> **Supplied passage**:
National Highway Traffic Safety Administration

49 CFR Part 571


Federal Motor Vehicle Safety Standards No. 121; Air Brake Systems

AGENCY: National Highway Traffic Safety Administration (NHTSA), DOT.

ACTION: Denial of petition for rulemaking.

-----------------------------------------------------------------------

SUMMARY: This Notice denies a petition by Mr. Wayne Walch of TP 
Trucking in which the petitioner requested three changes to Federal 
Motor Vehicle Safety Standard (FMVSS) No. 121, Air brake systems, 
related to the air compressor operation and low air pressure warning 
system. After reviewing the petition and the available real world data, 
the agency has decided to deny it in its entirety because one of the 
suggested changes is already in the standard, the second would not 
result in any measurable safety benefit, and the third was, among other 
things, not described in sufficient detail for the agency to evaluate 
its function or purpose.

FOR FURTHER INFORMATION CONTACT: For non-legal issues, you may contact 
Mr. Jeff Woods, Office of Crash Avoidance Standards, NHTSA, 1200 New 
Jersey Avenue, SE., Washington, DC 20590 (Telephone: 202-366-6206) 
(FAX: 202-366-7002). For legal issues, you may contact Mr. Ari Scott, 
Office of the Chief Counsel, NHTSA, 1200 New Jersey Avenue, SE., 
Washington, DC 20590 (Telephone: 202-366-2992) (FAX: 202-366-3820).

SUPPLEMENTARY INFORMATION: 

Table of Contents

I. Background
II. General Description of Air Brake Systems and FMVSS No. 121 
Requirements
III. Function of Low Air Pressure Warning and Gauges in Normal and 
Emergency Braking Conditions
IV. Real World Data
V. Agency Analysis and Decision
VI. Conclusion

[[Page 12355]]

I. Background

    The agency received a petition for rulemaking dated October 20, 
2006, from Mr. Wayne Walch of TP Trucking, located in Eagle Point, 
Oregon. The petitioner suggested three improvements related to the air 
compressor operation and low air pressure warning system, which he 
believed would make air brake systems safer, and requested that Federal 
Motor Vehicle Safety Standard (FMVSS) No. 121, Air brake systems, be 
changed accordingly. These suggestions include:
     A warning device that would activate when the air 
compressor begins a new cycle.

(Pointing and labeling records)
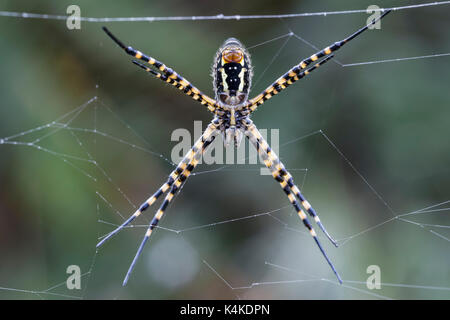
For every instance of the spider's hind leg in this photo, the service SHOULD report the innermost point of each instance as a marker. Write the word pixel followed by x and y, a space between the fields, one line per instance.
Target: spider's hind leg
pixel 173 177
pixel 286 181
pixel 194 156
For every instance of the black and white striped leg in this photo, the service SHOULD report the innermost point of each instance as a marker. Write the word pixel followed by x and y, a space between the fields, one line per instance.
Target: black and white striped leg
pixel 273 163
pixel 182 166
pixel 196 151
pixel 167 74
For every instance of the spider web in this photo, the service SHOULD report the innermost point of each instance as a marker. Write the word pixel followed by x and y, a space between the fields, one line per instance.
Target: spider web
pixel 205 247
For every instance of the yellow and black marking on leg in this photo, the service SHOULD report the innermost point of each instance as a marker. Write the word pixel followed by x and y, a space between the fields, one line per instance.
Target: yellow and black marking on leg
pixel 282 83
pixel 285 179
pixel 205 141
pixel 273 163
pixel 296 72
pixel 167 74
pixel 184 164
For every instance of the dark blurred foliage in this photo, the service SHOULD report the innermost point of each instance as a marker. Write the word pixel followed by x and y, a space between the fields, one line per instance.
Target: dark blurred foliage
pixel 390 120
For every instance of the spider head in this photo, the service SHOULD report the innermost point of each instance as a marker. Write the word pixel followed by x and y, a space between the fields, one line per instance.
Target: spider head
pixel 232 73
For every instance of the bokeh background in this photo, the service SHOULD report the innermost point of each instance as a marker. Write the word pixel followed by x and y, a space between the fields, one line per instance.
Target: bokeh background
pixel 390 120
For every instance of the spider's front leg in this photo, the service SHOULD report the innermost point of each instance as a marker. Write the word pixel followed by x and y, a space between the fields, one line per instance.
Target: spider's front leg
pixel 182 167
pixel 166 74
pixel 299 71
pixel 194 155
pixel 280 174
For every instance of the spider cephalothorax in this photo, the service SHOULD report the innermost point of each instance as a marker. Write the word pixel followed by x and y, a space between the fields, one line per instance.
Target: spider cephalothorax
pixel 232 73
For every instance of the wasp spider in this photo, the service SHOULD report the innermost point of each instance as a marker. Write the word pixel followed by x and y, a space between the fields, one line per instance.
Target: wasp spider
pixel 232 73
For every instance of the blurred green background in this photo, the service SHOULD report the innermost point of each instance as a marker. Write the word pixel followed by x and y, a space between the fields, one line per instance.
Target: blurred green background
pixel 390 120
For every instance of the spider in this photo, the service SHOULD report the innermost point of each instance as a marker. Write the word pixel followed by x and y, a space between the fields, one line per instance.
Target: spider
pixel 232 74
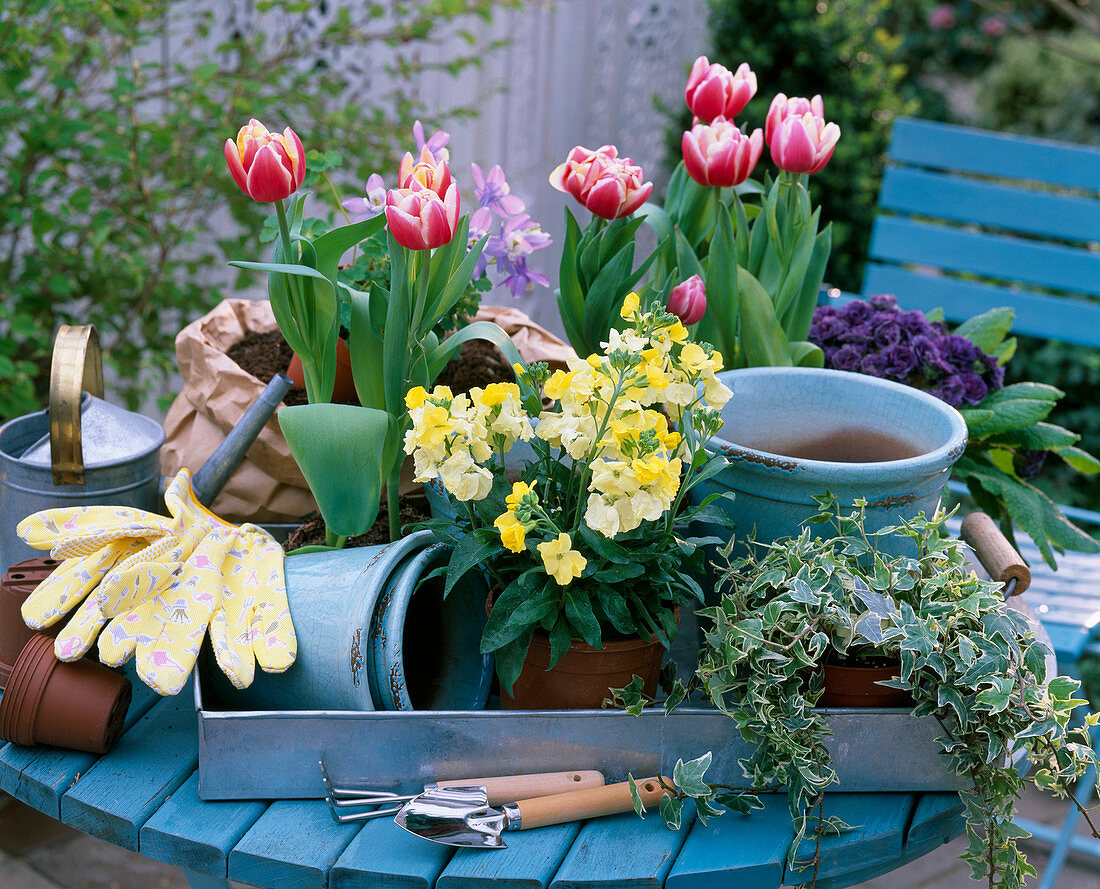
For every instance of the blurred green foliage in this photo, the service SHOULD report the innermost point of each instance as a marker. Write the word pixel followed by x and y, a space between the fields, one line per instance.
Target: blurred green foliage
pixel 117 208
pixel 842 50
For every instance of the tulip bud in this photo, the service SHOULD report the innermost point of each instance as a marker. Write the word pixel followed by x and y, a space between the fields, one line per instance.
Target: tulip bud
pixel 688 300
pixel 713 90
pixel 719 154
pixel 607 185
pixel 267 166
pixel 419 219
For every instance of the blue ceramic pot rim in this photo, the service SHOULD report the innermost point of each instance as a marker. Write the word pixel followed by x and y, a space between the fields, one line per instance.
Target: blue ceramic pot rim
pixel 932 462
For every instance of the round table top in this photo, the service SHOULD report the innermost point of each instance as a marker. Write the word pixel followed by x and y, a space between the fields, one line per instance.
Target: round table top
pixel 143 796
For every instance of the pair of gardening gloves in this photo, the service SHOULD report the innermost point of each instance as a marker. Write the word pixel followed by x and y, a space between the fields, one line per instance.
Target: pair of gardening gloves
pixel 154 584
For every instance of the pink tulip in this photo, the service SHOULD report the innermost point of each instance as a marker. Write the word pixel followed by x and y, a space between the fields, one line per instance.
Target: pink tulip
pixel 713 90
pixel 719 154
pixel 688 300
pixel 418 218
pixel 430 173
pixel 607 185
pixel 803 144
pixel 267 166
pixel 783 108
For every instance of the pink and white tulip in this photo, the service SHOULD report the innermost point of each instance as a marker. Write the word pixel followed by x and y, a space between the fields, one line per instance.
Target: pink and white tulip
pixel 418 218
pixel 713 90
pixel 688 300
pixel 719 154
pixel 267 166
pixel 607 185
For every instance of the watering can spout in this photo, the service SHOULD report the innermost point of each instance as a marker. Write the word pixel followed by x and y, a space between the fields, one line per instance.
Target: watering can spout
pixel 215 472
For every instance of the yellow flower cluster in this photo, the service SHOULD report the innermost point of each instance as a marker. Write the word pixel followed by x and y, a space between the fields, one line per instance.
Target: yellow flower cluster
pixel 452 436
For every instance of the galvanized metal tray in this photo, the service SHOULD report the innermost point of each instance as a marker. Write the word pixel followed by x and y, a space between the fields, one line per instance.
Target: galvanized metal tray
pixel 274 754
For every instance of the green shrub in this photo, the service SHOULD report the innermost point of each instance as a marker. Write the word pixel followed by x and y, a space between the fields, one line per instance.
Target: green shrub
pixel 840 50
pixel 117 207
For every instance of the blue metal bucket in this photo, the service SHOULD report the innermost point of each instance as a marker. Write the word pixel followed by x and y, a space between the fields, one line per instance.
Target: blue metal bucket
pixel 372 636
pixel 773 407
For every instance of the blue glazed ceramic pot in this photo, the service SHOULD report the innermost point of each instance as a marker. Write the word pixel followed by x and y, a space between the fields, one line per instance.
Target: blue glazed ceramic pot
pixel 792 432
pixel 369 629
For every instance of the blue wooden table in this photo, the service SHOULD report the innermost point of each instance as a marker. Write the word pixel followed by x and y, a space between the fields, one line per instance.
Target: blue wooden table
pixel 143 796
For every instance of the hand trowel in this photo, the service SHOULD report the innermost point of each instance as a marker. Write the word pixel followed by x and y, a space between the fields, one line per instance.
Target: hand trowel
pixel 462 816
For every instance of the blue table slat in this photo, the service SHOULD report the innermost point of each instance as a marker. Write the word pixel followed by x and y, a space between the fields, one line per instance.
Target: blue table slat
pixel 292 846
pixel 623 852
pixel 41 776
pixel 1037 315
pixel 125 787
pixel 947 146
pixel 743 851
pixel 997 206
pixel 1001 258
pixel 194 834
pixel 530 862
pixel 384 856
pixel 936 820
pixel 876 840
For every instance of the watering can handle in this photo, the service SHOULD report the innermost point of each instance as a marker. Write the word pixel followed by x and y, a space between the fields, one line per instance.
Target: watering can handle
pixel 77 365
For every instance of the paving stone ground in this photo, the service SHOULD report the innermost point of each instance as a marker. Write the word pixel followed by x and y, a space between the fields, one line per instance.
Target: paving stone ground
pixel 39 853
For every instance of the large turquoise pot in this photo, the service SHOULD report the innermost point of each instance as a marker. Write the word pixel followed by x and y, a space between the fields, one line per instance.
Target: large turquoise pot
pixel 373 636
pixel 909 441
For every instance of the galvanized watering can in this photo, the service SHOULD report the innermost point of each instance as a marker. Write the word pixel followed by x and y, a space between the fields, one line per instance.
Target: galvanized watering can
pixel 81 451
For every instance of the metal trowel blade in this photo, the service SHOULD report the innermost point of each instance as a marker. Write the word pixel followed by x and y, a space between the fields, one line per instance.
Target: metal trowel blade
pixel 454 816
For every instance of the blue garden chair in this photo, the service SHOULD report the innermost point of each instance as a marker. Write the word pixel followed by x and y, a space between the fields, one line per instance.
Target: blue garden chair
pixel 970 220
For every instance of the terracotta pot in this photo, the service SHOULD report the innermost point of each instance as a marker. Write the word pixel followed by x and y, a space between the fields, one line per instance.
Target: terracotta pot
pixel 80 705
pixel 856 687
pixel 343 391
pixel 17 583
pixel 583 677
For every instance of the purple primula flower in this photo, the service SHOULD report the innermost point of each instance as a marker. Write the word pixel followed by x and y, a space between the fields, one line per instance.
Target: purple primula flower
pixel 437 143
pixel 847 358
pixel 493 191
pixel 370 206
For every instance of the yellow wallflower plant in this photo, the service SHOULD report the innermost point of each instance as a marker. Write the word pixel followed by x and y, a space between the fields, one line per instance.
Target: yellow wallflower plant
pixel 589 540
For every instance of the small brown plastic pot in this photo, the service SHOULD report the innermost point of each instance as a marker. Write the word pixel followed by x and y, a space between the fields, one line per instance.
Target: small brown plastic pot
pixel 847 686
pixel 79 705
pixel 17 583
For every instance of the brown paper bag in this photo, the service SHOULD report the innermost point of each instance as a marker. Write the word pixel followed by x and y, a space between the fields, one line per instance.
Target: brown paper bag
pixel 267 486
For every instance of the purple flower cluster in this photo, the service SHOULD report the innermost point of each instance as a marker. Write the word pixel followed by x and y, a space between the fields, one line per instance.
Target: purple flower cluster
pixel 878 338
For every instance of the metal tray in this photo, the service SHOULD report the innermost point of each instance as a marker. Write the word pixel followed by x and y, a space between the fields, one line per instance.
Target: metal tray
pixel 274 754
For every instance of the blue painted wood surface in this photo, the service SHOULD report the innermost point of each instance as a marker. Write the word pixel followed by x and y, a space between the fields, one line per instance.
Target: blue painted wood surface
pixel 530 860
pixel 293 845
pixel 623 851
pixel 118 794
pixel 41 776
pixel 186 829
pixel 743 851
pixel 384 855
pixel 947 146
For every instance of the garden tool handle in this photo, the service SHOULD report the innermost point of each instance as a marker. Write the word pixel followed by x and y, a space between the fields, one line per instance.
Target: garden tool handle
pixel 77 365
pixel 607 800
pixel 994 552
pixel 547 783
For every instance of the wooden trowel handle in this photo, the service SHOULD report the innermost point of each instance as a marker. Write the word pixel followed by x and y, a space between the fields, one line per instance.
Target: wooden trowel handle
pixel 594 802
pixel 515 787
pixel 994 552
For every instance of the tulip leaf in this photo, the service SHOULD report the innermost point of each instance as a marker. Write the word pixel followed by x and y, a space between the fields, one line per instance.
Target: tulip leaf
pixel 334 445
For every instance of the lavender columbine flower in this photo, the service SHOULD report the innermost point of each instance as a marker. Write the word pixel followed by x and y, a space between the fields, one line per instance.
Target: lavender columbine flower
pixel 493 191
pixel 370 206
pixel 437 143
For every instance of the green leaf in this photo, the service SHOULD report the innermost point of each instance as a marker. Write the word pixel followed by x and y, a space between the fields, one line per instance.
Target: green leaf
pixel 337 447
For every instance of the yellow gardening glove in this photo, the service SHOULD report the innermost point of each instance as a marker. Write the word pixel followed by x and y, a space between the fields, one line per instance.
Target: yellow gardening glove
pixel 253 624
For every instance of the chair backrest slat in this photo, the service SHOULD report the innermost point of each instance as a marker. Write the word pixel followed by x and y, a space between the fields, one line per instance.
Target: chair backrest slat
pixel 969 220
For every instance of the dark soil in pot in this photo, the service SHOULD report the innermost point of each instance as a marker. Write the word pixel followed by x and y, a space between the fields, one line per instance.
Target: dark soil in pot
pixel 311 533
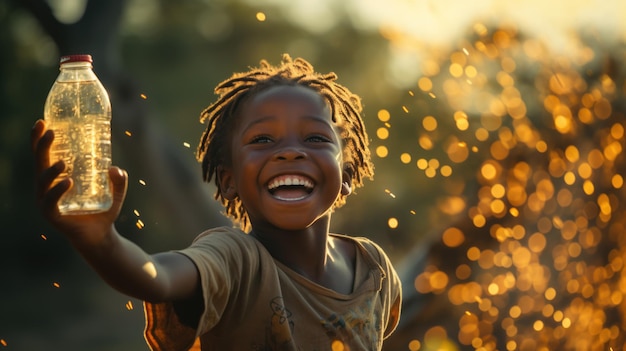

> **To do**:
Continue the air brake petition notice from its last line. The records have no role here.

> **Exercise response**:
     A warning device that would activate if the air compressor 
exceeds a predetermined amount of time to reach the cut-out pressure.
     A warning device that would activate just before the 
beginning of the air compressor cycle.
    In his petition, Mr. Walch describes the typical operation of a low 
pressure warning system in which an audible warning signal is activated 
when the reservoir pressure is at 55 pounds per square inch (psi) or 
below, or one half of the compressor governor cutout pressure, 
whichever is less. The petitioner states that he believes this system 
is not robust as it provides no indication of continual air loss or 
when the compressor is constantly running and this can result in a 
dangerous situation.
    In arguing the merits of the petition, the petitioner describes 
several scenarios in which the recommended systems would operate.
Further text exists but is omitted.